What you should do: Pull out every line of the material below that contains the word "backpack", copying each one in full.

Data shown:
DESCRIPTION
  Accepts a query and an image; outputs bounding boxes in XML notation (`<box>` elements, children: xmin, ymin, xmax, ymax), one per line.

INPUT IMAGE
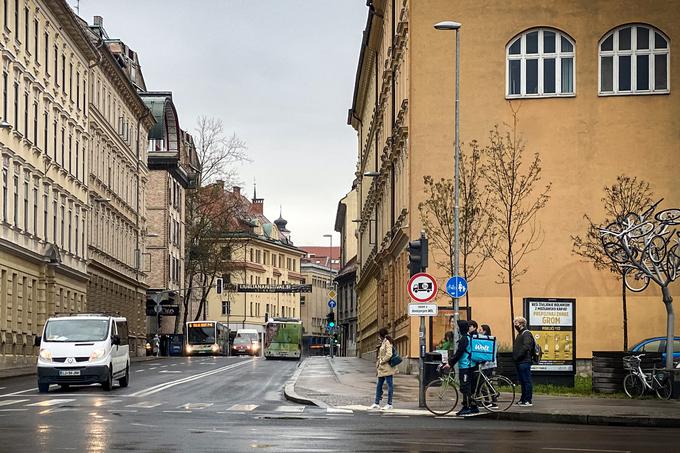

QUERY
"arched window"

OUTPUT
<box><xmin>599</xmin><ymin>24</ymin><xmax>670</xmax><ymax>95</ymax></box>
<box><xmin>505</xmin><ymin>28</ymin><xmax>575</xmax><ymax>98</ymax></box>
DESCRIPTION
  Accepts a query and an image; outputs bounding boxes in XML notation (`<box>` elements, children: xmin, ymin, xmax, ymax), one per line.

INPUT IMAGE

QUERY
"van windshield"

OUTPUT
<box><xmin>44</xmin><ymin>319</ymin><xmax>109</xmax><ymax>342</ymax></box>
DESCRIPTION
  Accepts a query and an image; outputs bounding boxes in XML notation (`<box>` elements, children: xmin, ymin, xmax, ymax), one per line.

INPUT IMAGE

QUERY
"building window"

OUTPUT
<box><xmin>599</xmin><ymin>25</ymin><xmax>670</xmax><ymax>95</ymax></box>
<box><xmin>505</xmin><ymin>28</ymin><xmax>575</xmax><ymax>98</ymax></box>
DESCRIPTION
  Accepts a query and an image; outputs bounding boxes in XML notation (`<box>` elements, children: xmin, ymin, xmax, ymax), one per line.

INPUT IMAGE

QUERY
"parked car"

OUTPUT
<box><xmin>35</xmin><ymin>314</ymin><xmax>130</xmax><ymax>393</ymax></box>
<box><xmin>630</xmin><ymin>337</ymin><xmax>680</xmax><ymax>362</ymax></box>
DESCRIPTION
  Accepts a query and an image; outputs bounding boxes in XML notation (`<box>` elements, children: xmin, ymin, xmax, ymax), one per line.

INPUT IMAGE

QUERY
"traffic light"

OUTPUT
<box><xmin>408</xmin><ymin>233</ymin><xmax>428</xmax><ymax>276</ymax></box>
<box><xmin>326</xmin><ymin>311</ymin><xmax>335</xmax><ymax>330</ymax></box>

---

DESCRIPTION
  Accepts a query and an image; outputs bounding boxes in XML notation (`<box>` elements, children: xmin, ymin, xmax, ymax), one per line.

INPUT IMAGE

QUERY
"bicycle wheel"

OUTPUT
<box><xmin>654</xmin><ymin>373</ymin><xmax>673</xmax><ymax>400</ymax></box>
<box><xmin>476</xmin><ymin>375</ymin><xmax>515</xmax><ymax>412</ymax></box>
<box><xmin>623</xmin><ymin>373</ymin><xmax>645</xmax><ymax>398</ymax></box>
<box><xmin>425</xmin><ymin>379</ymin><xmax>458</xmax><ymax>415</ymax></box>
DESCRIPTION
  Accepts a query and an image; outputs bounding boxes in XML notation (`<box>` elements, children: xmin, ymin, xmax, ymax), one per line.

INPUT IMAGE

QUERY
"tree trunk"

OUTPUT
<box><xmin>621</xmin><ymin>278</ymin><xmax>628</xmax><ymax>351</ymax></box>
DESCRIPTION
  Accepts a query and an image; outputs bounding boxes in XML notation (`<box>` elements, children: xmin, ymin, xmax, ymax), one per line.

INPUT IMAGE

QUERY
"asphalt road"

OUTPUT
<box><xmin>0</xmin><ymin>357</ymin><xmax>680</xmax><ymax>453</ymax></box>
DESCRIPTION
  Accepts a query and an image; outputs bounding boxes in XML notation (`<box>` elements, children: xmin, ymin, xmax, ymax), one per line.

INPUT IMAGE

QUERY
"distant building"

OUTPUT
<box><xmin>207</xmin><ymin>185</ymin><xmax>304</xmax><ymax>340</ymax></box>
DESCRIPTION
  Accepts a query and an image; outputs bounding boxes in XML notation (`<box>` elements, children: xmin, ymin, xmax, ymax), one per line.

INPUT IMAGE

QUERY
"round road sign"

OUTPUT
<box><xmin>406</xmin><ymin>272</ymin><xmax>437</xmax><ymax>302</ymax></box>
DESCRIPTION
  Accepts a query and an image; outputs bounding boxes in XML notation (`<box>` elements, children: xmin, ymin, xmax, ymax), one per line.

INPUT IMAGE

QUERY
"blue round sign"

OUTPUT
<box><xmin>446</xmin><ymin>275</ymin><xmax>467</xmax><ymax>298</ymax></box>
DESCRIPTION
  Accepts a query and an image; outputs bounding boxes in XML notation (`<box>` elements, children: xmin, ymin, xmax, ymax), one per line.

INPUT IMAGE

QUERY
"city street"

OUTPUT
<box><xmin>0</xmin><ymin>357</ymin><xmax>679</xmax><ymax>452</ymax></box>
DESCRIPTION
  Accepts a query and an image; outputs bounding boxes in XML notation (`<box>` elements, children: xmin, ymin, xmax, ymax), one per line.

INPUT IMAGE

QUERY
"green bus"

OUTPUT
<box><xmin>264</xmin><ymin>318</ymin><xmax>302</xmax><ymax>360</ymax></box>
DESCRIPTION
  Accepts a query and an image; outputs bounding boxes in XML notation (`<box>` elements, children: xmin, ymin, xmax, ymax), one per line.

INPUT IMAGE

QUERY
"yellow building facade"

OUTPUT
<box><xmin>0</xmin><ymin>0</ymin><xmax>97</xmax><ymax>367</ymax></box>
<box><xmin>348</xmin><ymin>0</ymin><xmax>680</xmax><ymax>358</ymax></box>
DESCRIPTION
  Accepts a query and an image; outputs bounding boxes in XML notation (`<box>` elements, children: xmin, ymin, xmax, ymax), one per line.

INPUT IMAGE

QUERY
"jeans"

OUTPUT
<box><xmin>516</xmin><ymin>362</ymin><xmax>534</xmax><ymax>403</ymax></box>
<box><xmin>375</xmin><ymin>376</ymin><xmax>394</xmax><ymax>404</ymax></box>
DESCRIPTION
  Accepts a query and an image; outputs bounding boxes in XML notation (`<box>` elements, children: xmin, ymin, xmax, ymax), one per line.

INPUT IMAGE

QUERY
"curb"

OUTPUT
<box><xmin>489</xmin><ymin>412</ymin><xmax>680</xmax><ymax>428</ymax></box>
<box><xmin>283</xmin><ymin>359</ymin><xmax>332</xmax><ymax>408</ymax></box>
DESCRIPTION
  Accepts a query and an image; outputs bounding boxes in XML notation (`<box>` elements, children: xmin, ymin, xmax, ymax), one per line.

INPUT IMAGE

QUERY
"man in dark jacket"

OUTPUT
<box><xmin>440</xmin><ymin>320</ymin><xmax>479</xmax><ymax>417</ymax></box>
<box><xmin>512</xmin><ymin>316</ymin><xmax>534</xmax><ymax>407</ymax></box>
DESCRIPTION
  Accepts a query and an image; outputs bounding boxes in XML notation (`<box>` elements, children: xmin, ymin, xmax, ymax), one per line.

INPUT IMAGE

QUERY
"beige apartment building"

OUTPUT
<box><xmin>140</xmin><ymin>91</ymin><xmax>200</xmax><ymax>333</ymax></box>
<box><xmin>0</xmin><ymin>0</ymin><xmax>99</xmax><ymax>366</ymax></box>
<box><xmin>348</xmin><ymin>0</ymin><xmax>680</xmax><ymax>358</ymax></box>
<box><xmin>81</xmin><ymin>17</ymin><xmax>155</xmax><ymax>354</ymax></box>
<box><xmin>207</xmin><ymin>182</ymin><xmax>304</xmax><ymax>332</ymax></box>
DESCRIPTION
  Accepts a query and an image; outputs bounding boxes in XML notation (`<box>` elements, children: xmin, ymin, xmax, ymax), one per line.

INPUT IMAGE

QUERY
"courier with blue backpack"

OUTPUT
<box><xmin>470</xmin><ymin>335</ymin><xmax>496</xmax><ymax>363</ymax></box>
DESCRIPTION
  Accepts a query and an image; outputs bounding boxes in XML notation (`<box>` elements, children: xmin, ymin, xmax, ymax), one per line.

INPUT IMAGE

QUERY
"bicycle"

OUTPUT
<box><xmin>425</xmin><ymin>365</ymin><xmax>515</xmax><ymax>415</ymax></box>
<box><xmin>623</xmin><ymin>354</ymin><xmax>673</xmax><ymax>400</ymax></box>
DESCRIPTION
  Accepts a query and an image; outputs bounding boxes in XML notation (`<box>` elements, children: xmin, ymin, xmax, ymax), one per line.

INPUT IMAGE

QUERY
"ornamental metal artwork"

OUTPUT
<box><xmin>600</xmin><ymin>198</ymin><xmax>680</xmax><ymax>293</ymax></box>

---

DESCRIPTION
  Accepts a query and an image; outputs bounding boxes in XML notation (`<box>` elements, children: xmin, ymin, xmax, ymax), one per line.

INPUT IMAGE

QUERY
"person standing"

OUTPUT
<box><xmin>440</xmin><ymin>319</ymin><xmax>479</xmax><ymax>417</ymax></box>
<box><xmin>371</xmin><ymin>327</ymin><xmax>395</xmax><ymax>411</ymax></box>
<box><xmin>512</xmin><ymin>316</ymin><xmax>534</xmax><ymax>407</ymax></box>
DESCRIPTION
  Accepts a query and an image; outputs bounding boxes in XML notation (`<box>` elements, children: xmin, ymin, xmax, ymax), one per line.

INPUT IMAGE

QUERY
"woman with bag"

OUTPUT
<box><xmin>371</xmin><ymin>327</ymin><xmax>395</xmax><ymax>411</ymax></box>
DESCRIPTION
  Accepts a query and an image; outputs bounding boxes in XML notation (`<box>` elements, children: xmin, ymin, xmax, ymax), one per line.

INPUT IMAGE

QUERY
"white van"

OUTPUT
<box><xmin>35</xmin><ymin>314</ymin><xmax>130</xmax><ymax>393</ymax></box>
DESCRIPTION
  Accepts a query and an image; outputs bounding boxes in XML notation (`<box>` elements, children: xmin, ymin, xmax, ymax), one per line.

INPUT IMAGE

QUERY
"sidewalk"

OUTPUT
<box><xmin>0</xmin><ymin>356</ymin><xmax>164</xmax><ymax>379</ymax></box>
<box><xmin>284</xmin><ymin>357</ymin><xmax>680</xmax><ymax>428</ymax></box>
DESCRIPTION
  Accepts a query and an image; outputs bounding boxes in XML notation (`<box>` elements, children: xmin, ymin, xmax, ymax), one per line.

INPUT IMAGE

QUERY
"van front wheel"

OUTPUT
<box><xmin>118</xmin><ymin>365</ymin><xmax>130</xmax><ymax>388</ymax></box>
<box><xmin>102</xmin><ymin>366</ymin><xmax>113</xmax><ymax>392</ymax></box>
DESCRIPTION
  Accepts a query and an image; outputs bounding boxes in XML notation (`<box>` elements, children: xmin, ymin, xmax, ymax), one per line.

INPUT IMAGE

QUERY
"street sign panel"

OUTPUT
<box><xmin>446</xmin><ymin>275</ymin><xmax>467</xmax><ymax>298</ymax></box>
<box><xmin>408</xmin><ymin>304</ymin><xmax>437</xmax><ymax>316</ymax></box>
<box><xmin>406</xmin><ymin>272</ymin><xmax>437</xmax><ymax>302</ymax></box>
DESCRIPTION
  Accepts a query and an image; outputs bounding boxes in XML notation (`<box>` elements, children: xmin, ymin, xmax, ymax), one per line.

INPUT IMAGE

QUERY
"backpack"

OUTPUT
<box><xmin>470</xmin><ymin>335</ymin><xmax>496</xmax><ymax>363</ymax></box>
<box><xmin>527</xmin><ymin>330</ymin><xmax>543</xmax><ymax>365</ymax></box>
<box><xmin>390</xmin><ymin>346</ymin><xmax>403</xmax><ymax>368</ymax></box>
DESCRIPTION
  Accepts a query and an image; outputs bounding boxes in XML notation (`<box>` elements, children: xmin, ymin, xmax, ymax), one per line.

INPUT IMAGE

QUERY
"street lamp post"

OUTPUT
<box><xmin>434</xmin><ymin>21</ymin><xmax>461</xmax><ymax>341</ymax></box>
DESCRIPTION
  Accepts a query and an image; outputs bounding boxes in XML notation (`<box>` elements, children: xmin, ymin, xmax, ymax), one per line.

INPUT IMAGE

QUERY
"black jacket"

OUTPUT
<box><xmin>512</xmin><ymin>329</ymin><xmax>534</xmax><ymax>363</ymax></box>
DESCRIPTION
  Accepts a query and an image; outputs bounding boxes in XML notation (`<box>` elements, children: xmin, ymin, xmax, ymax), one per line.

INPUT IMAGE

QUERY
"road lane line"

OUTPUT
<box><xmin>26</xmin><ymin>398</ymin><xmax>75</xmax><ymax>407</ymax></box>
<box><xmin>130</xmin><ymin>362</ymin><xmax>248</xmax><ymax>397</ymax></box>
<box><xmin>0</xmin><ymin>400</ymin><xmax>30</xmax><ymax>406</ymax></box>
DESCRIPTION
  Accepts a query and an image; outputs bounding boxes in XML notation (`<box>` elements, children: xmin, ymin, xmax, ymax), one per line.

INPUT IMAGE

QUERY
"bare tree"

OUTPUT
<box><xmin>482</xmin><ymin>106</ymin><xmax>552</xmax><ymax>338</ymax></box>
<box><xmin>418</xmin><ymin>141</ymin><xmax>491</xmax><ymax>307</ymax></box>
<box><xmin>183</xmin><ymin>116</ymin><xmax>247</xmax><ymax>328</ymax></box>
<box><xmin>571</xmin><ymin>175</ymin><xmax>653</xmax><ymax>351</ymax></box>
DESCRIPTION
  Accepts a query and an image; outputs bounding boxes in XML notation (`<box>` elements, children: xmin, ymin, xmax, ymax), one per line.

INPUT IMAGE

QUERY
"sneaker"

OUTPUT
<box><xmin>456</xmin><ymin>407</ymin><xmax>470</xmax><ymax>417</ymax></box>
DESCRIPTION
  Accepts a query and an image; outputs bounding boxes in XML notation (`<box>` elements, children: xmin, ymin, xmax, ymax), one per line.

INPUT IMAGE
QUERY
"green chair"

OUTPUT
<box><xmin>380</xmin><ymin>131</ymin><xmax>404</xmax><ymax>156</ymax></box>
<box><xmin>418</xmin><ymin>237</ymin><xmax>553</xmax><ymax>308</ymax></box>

Answer to the task:
"courier with blue backpack"
"backpack"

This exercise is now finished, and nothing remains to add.